» **Tasks to perform**:
1 – In the outbox pattern article, which message broker will the example concluding the series use?
2 – List every section heading that appears after the title and byline in the outbox pattern article.

» **Text extract**:
◆ ◆ ◆ ◆ ◆ ◆ ◆
3. Outbox pattern

Posted Apr 12, 2024

By Miloslav Žežulka

7 min read

3. Outbox pattern

Retrospective

We’re quite far in this series. By now, you should have a good understanding of how Change Data Capture (CDC) operates internally, along with its limitations and strengths. We’ve also explored database-level support for CDC, using PostgreSQL as a key example.

Now, we’ll turn our attention to a more specific application of CDC: microservices. For a motivating illustration, I highly recommend reading this Debezium article before continuing.

A fundamental challenge in distributed systems is the need for reliable information propagation across all participating services, a task that inherently involves trade-offs. If you haven’t heard of the CAP theorem, there are many excellent resources online which explain it.

Let’s revisit our fictitious beehive management system, featuring two key services: beehive-control, responsible for managing user data, especially their hives, and beehive-external, which gathers data from external sources.

beehive-external only requires a chosen subset of user data, which we can imagine as a ‘remote materialized view’ of the source data owned by beehive-control. These change data events are transferred via a message broker; in the example concluding our series, we’ll be using Redis Streams.

Our objective is to ensure that beehive-external is informed of any changes to the source hive table, including what exactly happened.

Simple solutions are yet again not enough!

Initially, one might consider simply capturing and publishing each change to the message broker as a complete solution. However, this approach works reliably only in ideal circumstances. We need a mechanism to ensure that changes eventually lead to a consistent state: either both beehive-control and beehive-external update their respective data stores, or neither does.

This characteristic is what distributed systems theory terms eventual consistency. It implies that while changes aren’t guaranteed to be instantaneous or atomic, the system is designed to avoid permanent data inconsistencies.

The Outbox Pattern in Domain-Driven Design (DDD)

The core principle of this approach involves having an outbox table within the data owner’s database. For our purposes, when a modification occurs in the hive table, a corresponding record is also inserted into the outbox table – crucially, as part of the same database transaction.
◆ ◆ ◆ ◆ ◆ ◆ ◆
» **Records shown**:
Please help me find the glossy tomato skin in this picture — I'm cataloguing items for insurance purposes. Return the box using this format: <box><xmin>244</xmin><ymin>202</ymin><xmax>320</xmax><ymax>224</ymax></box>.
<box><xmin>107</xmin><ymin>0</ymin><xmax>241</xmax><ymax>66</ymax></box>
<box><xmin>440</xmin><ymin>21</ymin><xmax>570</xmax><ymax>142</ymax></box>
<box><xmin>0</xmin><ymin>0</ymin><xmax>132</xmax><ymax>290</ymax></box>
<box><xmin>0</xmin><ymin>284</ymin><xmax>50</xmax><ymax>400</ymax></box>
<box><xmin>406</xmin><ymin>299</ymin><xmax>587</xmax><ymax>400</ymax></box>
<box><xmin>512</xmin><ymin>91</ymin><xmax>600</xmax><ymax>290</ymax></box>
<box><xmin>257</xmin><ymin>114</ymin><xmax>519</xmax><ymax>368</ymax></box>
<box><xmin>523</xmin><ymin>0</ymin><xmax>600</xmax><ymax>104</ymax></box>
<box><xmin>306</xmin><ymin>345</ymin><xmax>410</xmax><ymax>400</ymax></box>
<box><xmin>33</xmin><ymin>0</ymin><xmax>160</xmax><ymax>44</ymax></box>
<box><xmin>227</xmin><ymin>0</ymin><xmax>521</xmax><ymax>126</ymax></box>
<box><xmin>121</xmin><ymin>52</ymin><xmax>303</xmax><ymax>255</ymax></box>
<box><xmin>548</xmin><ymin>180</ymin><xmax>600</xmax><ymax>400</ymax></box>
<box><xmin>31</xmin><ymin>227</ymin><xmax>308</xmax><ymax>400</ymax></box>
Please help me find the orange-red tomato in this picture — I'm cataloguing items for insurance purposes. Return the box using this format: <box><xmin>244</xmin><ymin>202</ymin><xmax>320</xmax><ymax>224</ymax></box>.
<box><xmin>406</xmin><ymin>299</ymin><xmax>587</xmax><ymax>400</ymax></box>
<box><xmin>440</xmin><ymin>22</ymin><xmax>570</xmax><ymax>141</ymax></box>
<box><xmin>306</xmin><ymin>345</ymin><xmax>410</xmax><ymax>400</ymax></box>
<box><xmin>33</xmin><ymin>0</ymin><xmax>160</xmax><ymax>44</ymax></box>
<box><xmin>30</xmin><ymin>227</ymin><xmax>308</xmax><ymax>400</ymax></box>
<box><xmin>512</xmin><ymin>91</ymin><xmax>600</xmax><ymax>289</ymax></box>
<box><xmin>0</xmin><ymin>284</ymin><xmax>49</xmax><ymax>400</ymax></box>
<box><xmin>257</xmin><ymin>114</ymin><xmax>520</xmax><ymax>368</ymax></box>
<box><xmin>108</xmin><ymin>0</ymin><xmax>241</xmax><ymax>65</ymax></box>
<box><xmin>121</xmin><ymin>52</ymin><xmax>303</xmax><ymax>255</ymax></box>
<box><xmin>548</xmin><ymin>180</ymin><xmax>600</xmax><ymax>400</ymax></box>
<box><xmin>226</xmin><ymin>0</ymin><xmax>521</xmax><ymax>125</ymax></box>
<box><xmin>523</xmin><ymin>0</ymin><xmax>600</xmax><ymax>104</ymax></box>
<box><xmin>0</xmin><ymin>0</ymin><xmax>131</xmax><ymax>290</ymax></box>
◆ ◆ ◆ ◆ ◆ ◆ ◆
» **Exercise responses**:
1 – Redis Streams

2 –
- Retrospective
- Simple solutions are yet again not enough!
- The Outbox Pattern in Domain-Driven Design (DDD)